> THE TASK: Exactly the lines from the one that contains "the green and" through the end of the material below are to be output, the first and last included.

> EXTRACTED INFORMATION:
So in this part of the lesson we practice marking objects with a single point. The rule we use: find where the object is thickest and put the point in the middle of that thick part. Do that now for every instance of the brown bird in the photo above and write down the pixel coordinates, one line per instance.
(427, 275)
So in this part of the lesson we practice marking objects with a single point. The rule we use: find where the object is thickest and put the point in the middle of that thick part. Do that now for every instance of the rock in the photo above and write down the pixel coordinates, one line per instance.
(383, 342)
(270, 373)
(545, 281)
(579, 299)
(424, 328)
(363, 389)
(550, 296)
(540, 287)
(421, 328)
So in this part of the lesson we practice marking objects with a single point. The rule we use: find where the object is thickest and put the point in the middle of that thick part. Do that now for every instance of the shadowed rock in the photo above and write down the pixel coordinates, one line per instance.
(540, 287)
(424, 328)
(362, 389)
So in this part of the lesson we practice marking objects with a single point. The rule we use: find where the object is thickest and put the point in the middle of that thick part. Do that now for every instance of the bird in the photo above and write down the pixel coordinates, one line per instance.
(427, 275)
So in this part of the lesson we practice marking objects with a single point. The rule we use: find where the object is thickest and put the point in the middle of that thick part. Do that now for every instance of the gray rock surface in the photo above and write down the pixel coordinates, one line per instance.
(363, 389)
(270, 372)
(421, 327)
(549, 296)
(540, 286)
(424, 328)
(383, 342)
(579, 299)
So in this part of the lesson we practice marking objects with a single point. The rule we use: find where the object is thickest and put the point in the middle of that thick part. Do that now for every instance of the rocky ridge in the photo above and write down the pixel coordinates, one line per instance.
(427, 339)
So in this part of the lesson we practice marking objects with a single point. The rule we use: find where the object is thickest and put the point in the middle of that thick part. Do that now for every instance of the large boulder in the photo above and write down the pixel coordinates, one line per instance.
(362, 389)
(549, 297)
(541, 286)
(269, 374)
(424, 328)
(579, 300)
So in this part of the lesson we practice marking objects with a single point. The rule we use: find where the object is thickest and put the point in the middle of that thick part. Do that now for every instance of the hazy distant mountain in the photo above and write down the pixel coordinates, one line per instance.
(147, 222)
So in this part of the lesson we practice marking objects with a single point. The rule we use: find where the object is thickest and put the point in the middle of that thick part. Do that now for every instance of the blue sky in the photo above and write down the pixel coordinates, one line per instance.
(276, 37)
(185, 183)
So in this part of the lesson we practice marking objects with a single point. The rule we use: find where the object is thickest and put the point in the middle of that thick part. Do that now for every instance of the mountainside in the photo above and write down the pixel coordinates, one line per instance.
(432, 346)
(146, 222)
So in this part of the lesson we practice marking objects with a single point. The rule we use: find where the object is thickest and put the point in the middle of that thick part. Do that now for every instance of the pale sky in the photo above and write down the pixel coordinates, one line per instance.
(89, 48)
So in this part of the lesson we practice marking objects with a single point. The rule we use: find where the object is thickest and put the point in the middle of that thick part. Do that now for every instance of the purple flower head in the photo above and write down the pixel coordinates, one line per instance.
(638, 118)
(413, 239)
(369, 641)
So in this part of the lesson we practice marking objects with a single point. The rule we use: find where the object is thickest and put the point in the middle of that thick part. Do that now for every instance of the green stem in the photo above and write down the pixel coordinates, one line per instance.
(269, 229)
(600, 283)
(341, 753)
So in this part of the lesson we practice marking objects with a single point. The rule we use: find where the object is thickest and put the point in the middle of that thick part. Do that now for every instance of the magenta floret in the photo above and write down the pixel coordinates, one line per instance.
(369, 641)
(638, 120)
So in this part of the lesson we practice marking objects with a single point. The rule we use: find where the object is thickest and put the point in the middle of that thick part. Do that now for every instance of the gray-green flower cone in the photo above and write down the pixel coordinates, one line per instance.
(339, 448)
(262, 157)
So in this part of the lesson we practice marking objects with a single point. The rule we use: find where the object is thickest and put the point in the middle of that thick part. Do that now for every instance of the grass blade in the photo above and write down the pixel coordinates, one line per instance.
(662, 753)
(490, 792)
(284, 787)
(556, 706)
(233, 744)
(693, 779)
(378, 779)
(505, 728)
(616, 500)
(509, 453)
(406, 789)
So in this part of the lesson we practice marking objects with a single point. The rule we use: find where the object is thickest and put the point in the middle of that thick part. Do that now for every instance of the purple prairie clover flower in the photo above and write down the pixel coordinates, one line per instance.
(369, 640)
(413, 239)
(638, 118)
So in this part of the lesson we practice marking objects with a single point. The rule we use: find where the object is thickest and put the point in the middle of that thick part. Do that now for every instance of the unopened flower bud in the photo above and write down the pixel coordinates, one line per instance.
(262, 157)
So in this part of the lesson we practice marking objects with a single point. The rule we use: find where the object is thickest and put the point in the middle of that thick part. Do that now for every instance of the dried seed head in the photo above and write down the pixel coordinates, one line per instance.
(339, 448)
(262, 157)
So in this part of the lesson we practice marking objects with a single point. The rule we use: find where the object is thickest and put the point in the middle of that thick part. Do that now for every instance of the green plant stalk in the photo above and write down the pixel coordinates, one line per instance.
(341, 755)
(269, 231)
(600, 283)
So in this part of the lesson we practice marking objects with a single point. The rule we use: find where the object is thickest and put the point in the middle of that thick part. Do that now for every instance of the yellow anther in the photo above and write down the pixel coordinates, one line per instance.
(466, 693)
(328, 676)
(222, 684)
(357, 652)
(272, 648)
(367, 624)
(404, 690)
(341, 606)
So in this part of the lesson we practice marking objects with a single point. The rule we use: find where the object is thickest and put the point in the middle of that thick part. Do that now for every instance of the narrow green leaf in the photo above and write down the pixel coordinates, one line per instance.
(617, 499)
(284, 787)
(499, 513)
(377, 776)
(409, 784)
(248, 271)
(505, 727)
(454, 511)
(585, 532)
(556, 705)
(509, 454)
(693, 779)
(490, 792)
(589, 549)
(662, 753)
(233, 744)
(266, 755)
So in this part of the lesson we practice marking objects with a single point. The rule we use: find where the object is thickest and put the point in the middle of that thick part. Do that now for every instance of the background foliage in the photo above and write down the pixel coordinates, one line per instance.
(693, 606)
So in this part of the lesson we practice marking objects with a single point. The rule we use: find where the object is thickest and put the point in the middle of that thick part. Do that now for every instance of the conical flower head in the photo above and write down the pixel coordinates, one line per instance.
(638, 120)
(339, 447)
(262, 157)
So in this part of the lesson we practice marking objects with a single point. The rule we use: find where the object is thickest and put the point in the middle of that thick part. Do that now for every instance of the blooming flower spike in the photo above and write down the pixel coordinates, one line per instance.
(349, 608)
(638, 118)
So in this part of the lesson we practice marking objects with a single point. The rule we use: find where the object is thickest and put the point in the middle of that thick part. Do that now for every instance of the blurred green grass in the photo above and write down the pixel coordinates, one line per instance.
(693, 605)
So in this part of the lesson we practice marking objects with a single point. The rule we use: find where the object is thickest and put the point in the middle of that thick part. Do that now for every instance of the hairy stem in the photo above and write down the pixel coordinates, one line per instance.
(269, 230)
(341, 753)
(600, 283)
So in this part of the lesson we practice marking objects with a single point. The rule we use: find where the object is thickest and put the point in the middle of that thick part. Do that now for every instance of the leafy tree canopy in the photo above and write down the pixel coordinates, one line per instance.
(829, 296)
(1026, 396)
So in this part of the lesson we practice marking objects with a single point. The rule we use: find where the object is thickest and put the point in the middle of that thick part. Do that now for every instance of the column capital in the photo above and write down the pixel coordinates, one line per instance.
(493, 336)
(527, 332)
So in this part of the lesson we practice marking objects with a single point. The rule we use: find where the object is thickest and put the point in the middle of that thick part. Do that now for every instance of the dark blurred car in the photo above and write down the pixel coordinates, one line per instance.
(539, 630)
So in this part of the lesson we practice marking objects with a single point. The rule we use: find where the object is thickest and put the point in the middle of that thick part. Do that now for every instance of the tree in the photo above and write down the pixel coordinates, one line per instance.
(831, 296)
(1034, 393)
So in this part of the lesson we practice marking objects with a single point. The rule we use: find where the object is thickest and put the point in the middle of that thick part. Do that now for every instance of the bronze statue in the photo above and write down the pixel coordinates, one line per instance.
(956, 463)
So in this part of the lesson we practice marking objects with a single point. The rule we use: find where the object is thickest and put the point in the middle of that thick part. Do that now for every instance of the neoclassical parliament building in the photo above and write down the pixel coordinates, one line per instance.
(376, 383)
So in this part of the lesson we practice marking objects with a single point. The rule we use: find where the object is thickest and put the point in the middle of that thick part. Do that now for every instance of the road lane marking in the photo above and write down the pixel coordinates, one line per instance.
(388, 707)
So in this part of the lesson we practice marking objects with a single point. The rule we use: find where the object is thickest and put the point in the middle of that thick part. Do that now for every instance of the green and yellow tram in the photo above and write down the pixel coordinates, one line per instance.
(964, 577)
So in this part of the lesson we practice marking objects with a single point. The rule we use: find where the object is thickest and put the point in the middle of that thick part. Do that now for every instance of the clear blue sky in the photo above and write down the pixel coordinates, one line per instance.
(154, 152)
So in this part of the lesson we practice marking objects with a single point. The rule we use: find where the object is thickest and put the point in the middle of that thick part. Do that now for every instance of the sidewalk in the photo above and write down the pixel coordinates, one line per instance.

> FINISHED TASK:
So in this part of the lesson we practice marking objects with a single point. The rule we use: find where the object is thickest and put the point in the middle of that thick part. Do that now for every instance of the green and yellow tram in the photo above and write down the pixel coordinates, one line per instance.
(964, 577)
So in this part of the lesson we practice marking objects with a single point. The rule we use: find where the object is thickest and put the point in the middle of that thick part. Do that now for every instance of the clear blue sky in the photo above and write down the pixel coordinates, one line per instance.
(154, 152)
So in this part of the lesson we practice marking objects with a single point. The rule we use: find where the object is thickest and put the point in the middle of that thick part. Do that now for every instance of the sidewalk in the photo above and write down the pixel coordinates, one line per instance.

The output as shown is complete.